Starting at the top of the entries below, set down each line exactly as written, and stop after the line containing "Category: downspout pipe".

(INPUT):

========================================

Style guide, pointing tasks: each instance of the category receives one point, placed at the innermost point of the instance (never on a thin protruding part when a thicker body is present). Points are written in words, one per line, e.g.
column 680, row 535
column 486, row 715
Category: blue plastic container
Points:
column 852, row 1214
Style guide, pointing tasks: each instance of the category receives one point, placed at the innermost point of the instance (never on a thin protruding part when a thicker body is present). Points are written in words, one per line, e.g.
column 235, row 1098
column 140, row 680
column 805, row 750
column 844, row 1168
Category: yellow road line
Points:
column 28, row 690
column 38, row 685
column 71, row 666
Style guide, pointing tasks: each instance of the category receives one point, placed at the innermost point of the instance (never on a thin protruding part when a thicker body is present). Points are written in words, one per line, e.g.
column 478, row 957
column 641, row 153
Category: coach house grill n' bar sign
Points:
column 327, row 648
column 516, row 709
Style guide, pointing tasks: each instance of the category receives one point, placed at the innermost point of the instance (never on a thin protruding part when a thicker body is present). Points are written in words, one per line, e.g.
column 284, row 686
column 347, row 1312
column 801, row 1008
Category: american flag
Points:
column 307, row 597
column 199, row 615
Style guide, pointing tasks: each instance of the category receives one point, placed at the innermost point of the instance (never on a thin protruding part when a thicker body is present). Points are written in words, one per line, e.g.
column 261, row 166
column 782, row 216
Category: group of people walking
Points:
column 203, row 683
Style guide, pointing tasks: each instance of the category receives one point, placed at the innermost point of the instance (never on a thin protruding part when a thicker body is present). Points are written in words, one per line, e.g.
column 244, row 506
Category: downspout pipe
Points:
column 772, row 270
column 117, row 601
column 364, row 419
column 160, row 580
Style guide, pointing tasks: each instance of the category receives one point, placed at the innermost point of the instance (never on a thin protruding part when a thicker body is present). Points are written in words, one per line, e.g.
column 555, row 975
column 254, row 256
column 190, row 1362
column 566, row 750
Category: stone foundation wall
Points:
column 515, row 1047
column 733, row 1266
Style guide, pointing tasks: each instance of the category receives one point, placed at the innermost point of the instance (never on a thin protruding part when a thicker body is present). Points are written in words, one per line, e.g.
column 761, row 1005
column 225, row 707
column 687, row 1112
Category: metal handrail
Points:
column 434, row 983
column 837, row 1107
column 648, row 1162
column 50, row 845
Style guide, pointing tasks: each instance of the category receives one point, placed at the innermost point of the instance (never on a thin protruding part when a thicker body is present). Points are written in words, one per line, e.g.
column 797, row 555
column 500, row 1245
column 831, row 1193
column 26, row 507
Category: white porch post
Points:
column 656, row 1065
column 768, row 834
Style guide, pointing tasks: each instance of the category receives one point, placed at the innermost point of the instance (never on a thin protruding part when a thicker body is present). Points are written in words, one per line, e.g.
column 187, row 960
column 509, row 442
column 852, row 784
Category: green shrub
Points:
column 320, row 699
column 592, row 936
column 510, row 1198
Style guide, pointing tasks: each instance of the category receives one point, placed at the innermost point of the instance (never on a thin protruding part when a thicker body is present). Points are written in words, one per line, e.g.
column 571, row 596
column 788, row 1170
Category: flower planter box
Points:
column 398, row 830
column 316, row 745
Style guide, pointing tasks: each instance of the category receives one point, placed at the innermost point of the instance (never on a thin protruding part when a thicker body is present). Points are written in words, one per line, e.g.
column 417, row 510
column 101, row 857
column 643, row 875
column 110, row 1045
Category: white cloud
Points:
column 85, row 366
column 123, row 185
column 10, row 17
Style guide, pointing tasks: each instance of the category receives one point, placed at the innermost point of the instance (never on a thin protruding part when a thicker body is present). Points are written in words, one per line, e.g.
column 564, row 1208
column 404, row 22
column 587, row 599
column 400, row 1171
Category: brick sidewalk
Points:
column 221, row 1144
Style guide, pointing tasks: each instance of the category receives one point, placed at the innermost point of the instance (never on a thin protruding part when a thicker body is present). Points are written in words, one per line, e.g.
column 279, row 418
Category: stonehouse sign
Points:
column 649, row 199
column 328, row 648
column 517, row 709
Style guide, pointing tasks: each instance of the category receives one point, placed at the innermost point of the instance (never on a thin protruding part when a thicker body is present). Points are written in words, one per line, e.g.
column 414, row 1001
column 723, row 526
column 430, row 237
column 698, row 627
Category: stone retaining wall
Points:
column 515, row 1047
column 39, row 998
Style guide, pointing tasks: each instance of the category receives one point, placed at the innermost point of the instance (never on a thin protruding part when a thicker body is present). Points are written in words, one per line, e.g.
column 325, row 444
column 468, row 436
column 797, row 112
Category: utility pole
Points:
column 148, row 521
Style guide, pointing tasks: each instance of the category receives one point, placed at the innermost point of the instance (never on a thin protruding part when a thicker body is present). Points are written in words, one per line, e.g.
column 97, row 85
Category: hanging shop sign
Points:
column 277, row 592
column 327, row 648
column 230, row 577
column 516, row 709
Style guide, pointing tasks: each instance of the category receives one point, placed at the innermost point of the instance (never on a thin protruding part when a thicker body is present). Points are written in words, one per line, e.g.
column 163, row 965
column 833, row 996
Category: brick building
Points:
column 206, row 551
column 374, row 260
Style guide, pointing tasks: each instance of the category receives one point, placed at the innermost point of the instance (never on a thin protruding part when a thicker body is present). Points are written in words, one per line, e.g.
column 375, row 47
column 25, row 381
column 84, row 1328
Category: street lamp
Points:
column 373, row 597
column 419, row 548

========================================

(SOLUTION TO THIS TASK):
Style guide, pointing tasks: each instance of the category receives one point, placed at the innermost point of the instance (never on a thin protruding part when a thicker body is present). Points are written in words, one per line, e.g.
column 680, row 535
column 486, row 715
Category: blue plastic container
Points:
column 852, row 1214
Style guide, pointing tasks: each instance of the category receives one point, placed at the innermost point of the instance (never on a thin protruding part when a thicker body is present). Points are written in words, one per line, e.g.
column 235, row 1098
column 140, row 680
column 805, row 750
column 844, row 1168
Category: yellow road line
Points:
column 28, row 690
column 38, row 685
column 71, row 666
Style guide, pointing tasks: each instance of the category receives one point, placed at the innermost point of the instance (never on a thin protruding part when a thicker body is present). Points are written in words, one per line, e.g.
column 478, row 957
column 641, row 153
Category: coach house grill n' bar sign
Points:
column 327, row 648
column 516, row 709
Style guide, pointing tasks: each instance of the category receives one point, placed at the innermost point of the instance (never on a thin protruding part when a thicker body is present). Points are written in words, one per line, e.g.
column 284, row 686
column 347, row 1312
column 801, row 1008
Category: american flag
Points:
column 307, row 597
column 199, row 615
Style guide, pointing tasks: each instance of the category receives one point, placed at the innermost point of the instance (never on a thin protruding part when a thicker body is present). Points are written in words, one per line, e.g.
column 261, row 166
column 782, row 216
Category: group of people walking
Points:
column 203, row 683
Style guide, pointing tasks: each instance of the category receives one point, placed at the innermost point of the instance (never on a thin protruding part when a thicker body is present). Points are written in words, one per line, e.g.
column 244, row 506
Category: downspout pipe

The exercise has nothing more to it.